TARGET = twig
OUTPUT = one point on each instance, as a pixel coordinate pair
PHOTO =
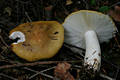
(41, 72)
(35, 63)
(117, 41)
(8, 76)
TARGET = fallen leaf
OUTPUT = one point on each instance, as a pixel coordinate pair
(62, 71)
(115, 14)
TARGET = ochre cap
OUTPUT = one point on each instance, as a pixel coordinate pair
(43, 39)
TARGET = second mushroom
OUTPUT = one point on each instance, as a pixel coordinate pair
(85, 29)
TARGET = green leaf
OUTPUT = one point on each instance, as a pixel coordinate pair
(104, 9)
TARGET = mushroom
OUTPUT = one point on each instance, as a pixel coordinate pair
(85, 29)
(37, 40)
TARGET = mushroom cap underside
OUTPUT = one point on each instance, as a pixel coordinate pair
(43, 40)
(77, 23)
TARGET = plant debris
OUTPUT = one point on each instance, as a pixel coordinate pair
(15, 12)
(62, 71)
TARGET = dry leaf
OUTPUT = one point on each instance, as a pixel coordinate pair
(62, 71)
(115, 14)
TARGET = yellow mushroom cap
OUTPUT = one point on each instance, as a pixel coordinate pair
(43, 39)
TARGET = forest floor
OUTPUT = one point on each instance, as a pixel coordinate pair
(15, 12)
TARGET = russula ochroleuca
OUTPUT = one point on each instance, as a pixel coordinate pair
(85, 29)
(37, 40)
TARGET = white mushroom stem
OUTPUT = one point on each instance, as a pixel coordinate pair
(93, 53)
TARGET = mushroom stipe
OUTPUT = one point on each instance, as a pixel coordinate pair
(38, 40)
(85, 29)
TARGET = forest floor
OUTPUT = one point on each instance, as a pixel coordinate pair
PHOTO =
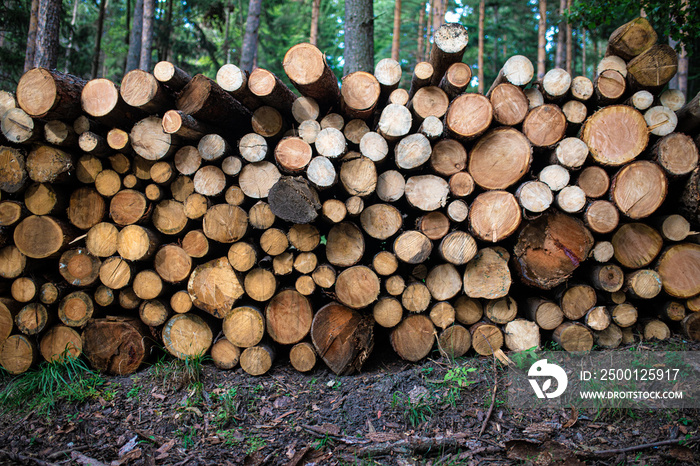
(393, 413)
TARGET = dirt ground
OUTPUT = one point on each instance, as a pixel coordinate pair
(393, 413)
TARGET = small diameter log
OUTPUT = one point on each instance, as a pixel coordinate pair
(20, 128)
(534, 196)
(270, 90)
(494, 215)
(677, 154)
(510, 105)
(136, 243)
(643, 284)
(521, 335)
(302, 356)
(429, 101)
(573, 336)
(187, 336)
(150, 141)
(486, 338)
(47, 164)
(487, 275)
(18, 354)
(500, 158)
(610, 86)
(677, 268)
(653, 68)
(615, 135)
(480, 113)
(59, 343)
(293, 200)
(78, 267)
(214, 287)
(395, 122)
(638, 189)
(594, 181)
(661, 121)
(14, 174)
(413, 338)
(343, 338)
(257, 360)
(550, 248)
(545, 125)
(449, 44)
(142, 90)
(32, 319)
(288, 317)
(601, 217)
(357, 287)
(50, 94)
(456, 79)
(205, 100)
(115, 273)
(41, 237)
(555, 84)
(631, 39)
(387, 312)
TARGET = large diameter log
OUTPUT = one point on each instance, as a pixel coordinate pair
(487, 275)
(615, 135)
(678, 268)
(494, 215)
(449, 43)
(207, 101)
(307, 69)
(639, 188)
(186, 336)
(343, 338)
(214, 287)
(469, 116)
(500, 158)
(288, 317)
(357, 287)
(50, 94)
(414, 337)
(115, 346)
(294, 200)
(549, 249)
(40, 237)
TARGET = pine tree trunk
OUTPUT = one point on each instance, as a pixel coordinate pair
(250, 39)
(359, 36)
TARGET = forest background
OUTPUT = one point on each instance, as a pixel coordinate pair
(103, 38)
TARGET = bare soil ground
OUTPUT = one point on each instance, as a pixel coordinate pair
(393, 413)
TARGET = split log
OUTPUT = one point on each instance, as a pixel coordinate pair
(550, 248)
(343, 338)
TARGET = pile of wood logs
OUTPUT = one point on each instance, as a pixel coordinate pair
(233, 217)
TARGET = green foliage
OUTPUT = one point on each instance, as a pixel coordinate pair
(68, 380)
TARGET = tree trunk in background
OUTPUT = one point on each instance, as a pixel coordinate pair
(31, 36)
(132, 57)
(569, 43)
(98, 39)
(250, 39)
(421, 33)
(480, 58)
(396, 39)
(149, 8)
(561, 37)
(359, 36)
(315, 13)
(49, 19)
(70, 35)
(542, 40)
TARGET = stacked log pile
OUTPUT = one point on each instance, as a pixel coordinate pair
(230, 216)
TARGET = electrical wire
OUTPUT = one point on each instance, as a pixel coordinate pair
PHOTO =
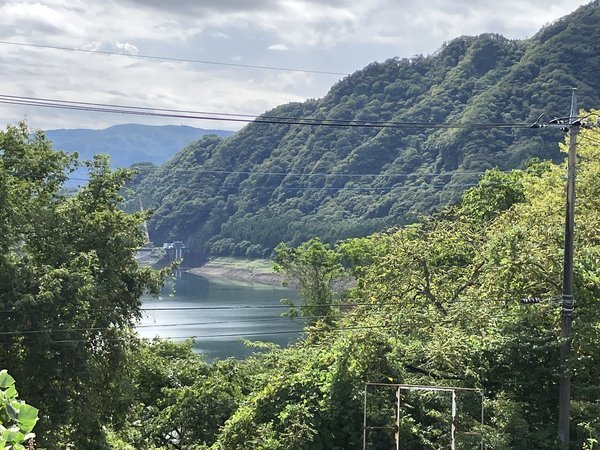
★ ★ ★ ★ ★
#### Description of the task:
Recast the records as a Markdown table with the columns Row and Line, starting at the line holding "TARGET = bare soil ground" and running through the end of the records, inclusive. Number each row, skip blank lines, and leave the pictures out.

#### Expected answer:
| Row | Line |
|---|---|
| 1 | TARGET = bare soil ground |
| 2 | OUTPUT = one point on each instance, as a pixel coordinate pair |
| 3 | (393, 413) |
| 4 | TARGET = split log |
| 5 | OUTPUT = one point on each instance, as a pixel coordinate pair |
| 6 | (550, 248) |
| 7 | (343, 338) |
| 8 | TARGET = pile of wood logs |
| 9 | OUTPUT = one point on each instance, as a pixel coordinate pair |
| 10 | (233, 217) |
| 11 | TARGET = green foliage |
| 12 | OUTPUT = one point on each instance, as a pixel coordinate pair |
| 13 | (68, 380) |
| 14 | TARGET = tree trunk in background |
| 15 | OUTPUT = one point on each instance, as a pixel coordinate pair |
| 16 | (31, 36) |
| 17 | (132, 57) |
| 18 | (569, 43) |
| 19 | (98, 39) |
| 20 | (250, 39) |
| 21 | (421, 33) |
| 22 | (480, 58) |
| 23 | (396, 39) |
| 24 | (149, 8) |
| 25 | (561, 37) |
| 26 | (359, 36) |
| 27 | (315, 13) |
| 28 | (49, 19) |
| 29 | (70, 35) |
| 30 | (542, 40) |
| 31 | TARGET = stacked log pile |
| 32 | OUTPUT = one point on each instance, as a pixel coordinate pair |
| 33 | (230, 216) |
| 34 | TARGET = electrical wire |
| 35 | OUTPUT = one point on each instance, as a pixel coordinate pair |
| 36 | PHOTO = |